Directions for this task> Working from the line that contains "Reviewer note: verify one keypoint per instance of the man with" down to the last line below, repeat each line exactly.

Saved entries
==*==

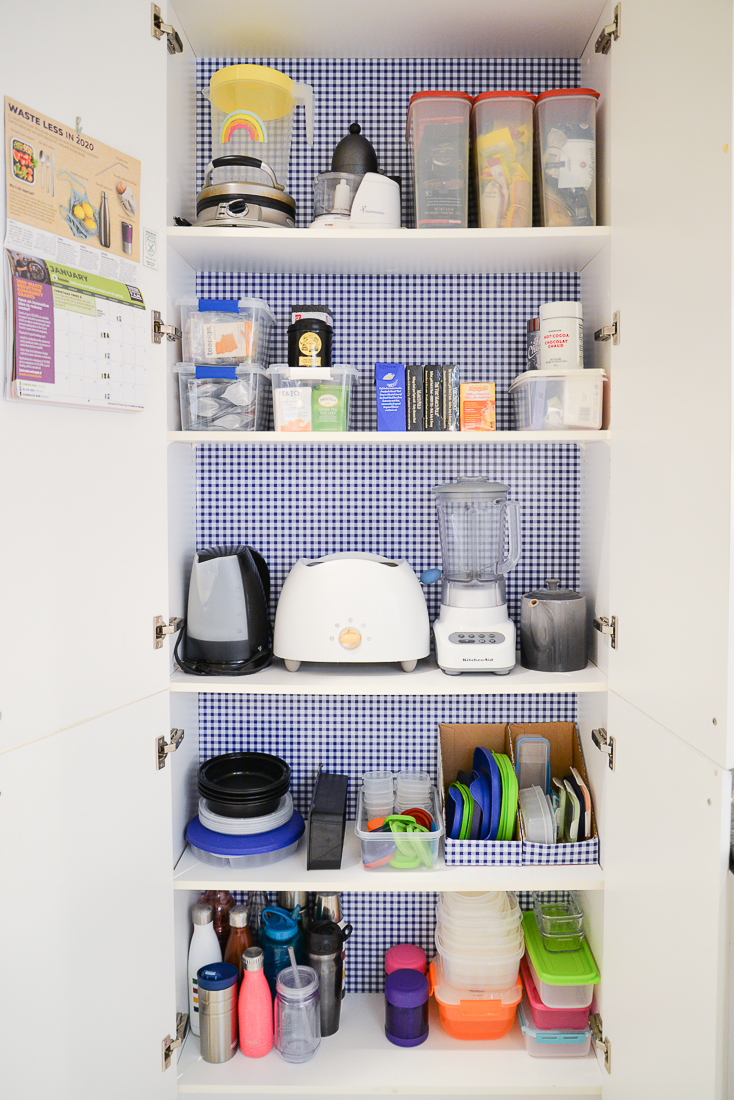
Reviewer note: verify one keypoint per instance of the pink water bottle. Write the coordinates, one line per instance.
(255, 1007)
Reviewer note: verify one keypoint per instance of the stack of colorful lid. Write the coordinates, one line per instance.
(479, 939)
(559, 975)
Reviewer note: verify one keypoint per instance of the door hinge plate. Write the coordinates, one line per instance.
(611, 32)
(164, 749)
(607, 627)
(168, 1044)
(600, 1041)
(604, 743)
(160, 330)
(159, 29)
(611, 331)
(161, 628)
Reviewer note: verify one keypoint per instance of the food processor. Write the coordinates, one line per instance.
(473, 631)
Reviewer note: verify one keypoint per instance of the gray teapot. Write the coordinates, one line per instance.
(552, 629)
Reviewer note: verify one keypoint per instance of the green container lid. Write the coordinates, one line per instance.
(558, 968)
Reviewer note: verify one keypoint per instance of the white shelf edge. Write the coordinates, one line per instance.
(291, 873)
(381, 438)
(360, 1060)
(391, 680)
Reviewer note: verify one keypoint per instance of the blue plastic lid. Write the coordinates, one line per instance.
(219, 844)
(218, 306)
(217, 976)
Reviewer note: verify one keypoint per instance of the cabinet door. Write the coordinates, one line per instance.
(87, 914)
(664, 963)
(84, 547)
(670, 494)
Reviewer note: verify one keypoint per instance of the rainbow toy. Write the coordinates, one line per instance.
(251, 123)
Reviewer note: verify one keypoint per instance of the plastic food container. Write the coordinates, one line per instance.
(502, 142)
(221, 398)
(308, 398)
(566, 147)
(549, 400)
(472, 1015)
(551, 1044)
(242, 853)
(546, 1019)
(404, 851)
(223, 332)
(437, 133)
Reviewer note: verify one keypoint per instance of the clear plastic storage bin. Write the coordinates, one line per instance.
(400, 851)
(545, 400)
(307, 398)
(222, 398)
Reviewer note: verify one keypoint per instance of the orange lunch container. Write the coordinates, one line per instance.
(473, 1014)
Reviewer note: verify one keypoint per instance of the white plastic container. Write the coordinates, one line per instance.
(551, 1044)
(221, 398)
(561, 997)
(544, 400)
(307, 398)
(561, 336)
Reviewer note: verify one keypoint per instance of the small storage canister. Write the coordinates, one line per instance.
(218, 1011)
(406, 1008)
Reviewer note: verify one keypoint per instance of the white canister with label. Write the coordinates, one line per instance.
(561, 337)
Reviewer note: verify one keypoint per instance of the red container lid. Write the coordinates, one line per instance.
(568, 91)
(504, 95)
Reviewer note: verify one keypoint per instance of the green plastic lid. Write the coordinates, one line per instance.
(558, 968)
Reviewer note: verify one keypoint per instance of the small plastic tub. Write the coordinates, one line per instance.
(437, 133)
(546, 1019)
(307, 398)
(548, 400)
(551, 1044)
(566, 152)
(472, 1015)
(400, 851)
(221, 398)
(502, 143)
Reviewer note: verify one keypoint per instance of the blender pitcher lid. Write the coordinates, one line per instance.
(470, 486)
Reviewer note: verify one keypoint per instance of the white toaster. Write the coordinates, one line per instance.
(351, 607)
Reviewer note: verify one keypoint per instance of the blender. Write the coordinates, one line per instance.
(473, 631)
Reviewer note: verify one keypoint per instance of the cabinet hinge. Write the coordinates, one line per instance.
(159, 29)
(160, 330)
(611, 32)
(161, 628)
(164, 749)
(610, 331)
(604, 744)
(607, 627)
(168, 1044)
(600, 1041)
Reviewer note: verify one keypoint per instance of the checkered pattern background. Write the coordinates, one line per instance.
(374, 92)
(291, 502)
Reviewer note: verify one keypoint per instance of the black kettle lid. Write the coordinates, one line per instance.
(354, 153)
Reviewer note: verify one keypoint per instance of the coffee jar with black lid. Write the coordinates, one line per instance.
(309, 336)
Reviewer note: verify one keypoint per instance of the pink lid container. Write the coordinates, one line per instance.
(405, 957)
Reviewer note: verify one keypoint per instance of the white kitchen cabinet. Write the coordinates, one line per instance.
(655, 517)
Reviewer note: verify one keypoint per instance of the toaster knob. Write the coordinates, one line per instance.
(350, 638)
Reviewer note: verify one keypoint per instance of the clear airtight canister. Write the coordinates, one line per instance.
(561, 337)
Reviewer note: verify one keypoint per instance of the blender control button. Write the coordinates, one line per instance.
(350, 638)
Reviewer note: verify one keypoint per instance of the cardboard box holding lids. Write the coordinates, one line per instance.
(456, 750)
(565, 752)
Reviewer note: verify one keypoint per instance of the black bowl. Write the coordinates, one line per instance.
(243, 784)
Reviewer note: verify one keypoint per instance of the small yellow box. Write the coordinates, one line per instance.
(477, 400)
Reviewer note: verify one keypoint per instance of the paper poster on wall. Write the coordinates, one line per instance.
(74, 338)
(67, 186)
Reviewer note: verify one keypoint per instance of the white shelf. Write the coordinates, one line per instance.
(390, 680)
(359, 1060)
(381, 438)
(389, 251)
(291, 873)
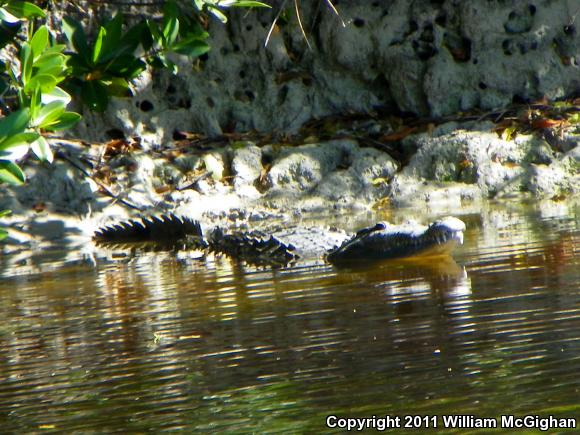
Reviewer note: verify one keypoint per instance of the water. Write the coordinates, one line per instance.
(156, 343)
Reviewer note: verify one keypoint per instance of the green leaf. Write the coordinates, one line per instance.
(45, 82)
(57, 94)
(39, 42)
(98, 45)
(218, 14)
(48, 114)
(15, 147)
(11, 173)
(53, 64)
(56, 48)
(94, 95)
(14, 123)
(76, 35)
(139, 34)
(41, 149)
(170, 31)
(114, 30)
(7, 16)
(24, 9)
(26, 61)
(66, 121)
(250, 4)
(35, 103)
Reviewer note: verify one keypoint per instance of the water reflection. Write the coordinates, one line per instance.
(152, 342)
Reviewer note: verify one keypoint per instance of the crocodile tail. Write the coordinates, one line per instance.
(164, 229)
(253, 247)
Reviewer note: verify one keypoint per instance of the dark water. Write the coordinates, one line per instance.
(159, 344)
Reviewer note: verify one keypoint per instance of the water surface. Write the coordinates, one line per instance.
(162, 343)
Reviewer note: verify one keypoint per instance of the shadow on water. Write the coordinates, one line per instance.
(156, 342)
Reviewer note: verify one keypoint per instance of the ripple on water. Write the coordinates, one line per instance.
(154, 343)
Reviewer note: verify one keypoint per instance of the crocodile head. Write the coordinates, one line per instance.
(385, 241)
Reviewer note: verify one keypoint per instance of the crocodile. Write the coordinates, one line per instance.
(285, 246)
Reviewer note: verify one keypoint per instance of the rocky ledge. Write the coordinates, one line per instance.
(452, 165)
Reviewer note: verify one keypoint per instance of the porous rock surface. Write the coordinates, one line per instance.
(427, 58)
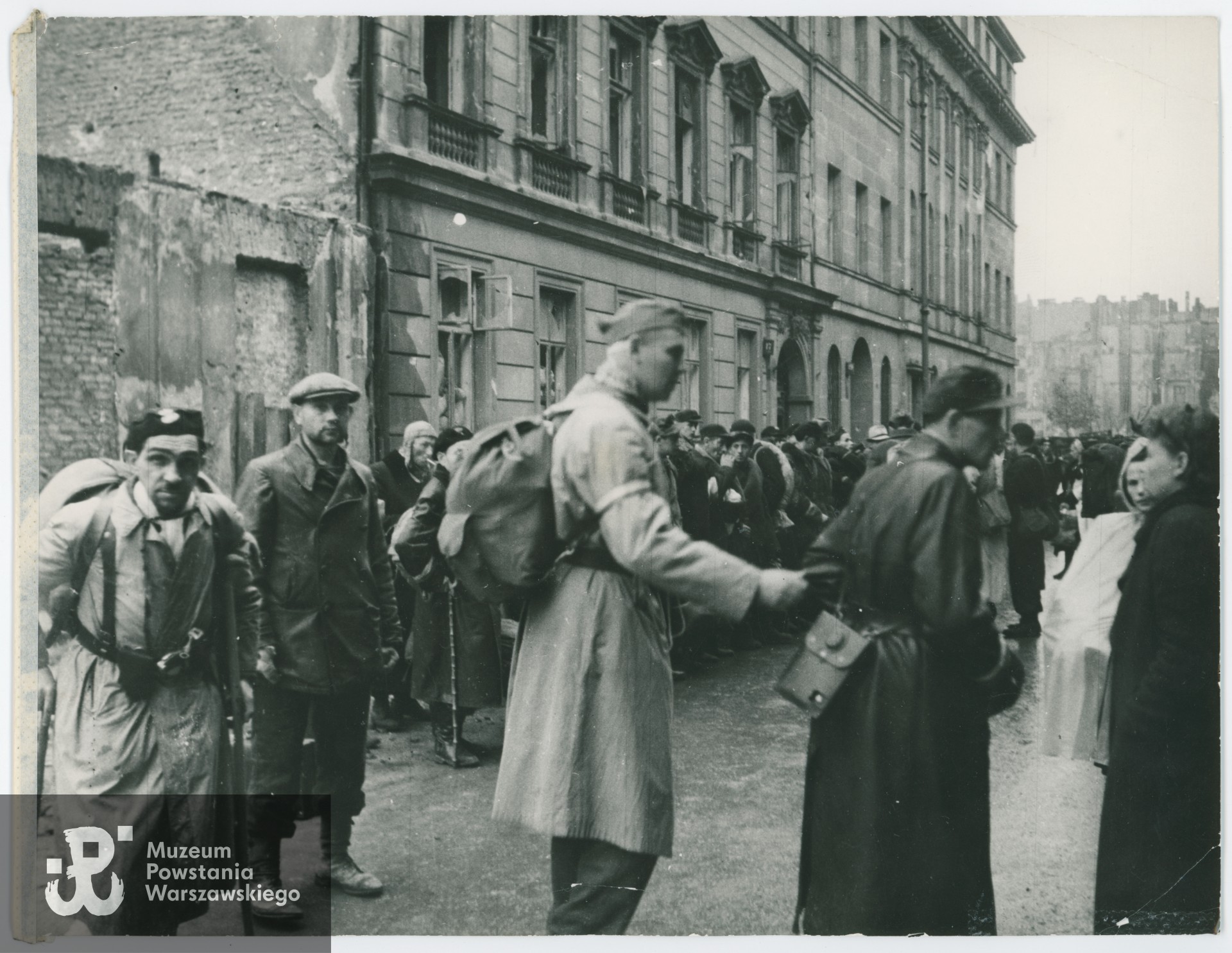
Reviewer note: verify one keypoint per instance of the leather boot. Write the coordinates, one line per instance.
(444, 749)
(338, 870)
(265, 857)
(385, 718)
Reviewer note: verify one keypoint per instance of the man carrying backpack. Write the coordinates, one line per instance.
(329, 628)
(588, 729)
(130, 586)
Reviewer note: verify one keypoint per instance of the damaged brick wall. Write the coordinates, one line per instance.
(153, 294)
(262, 108)
(77, 353)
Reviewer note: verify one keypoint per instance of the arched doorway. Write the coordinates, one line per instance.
(834, 386)
(862, 390)
(887, 391)
(795, 405)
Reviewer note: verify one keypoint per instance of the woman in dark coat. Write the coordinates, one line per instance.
(476, 624)
(1159, 831)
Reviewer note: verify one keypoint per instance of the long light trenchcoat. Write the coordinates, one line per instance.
(588, 728)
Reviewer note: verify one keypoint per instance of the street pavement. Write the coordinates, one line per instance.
(739, 759)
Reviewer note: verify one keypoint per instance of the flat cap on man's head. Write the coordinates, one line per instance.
(638, 316)
(324, 386)
(416, 429)
(449, 437)
(664, 427)
(966, 390)
(164, 422)
(809, 429)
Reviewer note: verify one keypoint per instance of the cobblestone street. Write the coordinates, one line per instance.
(739, 759)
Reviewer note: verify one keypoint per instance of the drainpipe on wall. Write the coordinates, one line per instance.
(925, 374)
(366, 93)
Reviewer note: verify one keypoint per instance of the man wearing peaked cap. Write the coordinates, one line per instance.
(330, 628)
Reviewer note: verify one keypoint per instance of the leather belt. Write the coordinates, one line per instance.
(595, 560)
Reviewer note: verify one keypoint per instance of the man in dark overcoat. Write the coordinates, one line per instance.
(400, 476)
(329, 626)
(1025, 486)
(693, 474)
(443, 646)
(896, 836)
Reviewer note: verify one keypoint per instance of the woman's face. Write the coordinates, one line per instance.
(1156, 476)
(1134, 488)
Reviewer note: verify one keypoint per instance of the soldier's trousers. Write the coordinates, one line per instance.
(280, 721)
(595, 887)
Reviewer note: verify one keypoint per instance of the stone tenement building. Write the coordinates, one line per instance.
(1094, 366)
(520, 176)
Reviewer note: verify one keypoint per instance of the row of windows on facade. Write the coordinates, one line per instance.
(973, 28)
(965, 148)
(471, 305)
(963, 142)
(954, 279)
(626, 73)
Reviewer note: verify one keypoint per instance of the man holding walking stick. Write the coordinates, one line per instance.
(329, 626)
(456, 657)
(132, 635)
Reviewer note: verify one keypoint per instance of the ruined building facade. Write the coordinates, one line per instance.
(1094, 366)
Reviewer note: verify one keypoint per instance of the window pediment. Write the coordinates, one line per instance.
(744, 79)
(790, 110)
(692, 41)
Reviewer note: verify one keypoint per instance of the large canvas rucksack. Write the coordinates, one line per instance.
(498, 533)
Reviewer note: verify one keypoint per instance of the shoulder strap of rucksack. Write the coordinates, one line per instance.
(99, 539)
(90, 542)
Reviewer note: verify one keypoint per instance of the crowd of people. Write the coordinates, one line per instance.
(687, 542)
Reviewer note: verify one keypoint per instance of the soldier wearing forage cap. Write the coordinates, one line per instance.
(328, 628)
(135, 649)
(588, 729)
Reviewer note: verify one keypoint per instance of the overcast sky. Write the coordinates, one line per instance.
(1119, 193)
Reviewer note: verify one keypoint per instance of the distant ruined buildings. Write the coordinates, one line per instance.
(1094, 366)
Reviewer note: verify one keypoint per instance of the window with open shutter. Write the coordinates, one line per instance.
(787, 187)
(742, 168)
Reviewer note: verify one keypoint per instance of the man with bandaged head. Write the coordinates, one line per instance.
(588, 730)
(127, 583)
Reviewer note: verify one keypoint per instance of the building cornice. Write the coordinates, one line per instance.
(396, 169)
(1002, 35)
(944, 33)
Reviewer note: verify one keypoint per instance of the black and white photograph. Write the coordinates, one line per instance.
(506, 475)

==*==

Response>
Reviewer note: verify one keypoint per instance of the man with bandaged head. Write the coordinates, one line per instance.
(588, 730)
(127, 583)
Reviewer note: verify one keypoint per instance of the building cornice. Write the coordinates, one line per instance.
(396, 169)
(1002, 35)
(944, 33)
Reviewer note: verify one keypoint per instance of the black and white photograph. Write the coordinates, one line per instance.
(506, 475)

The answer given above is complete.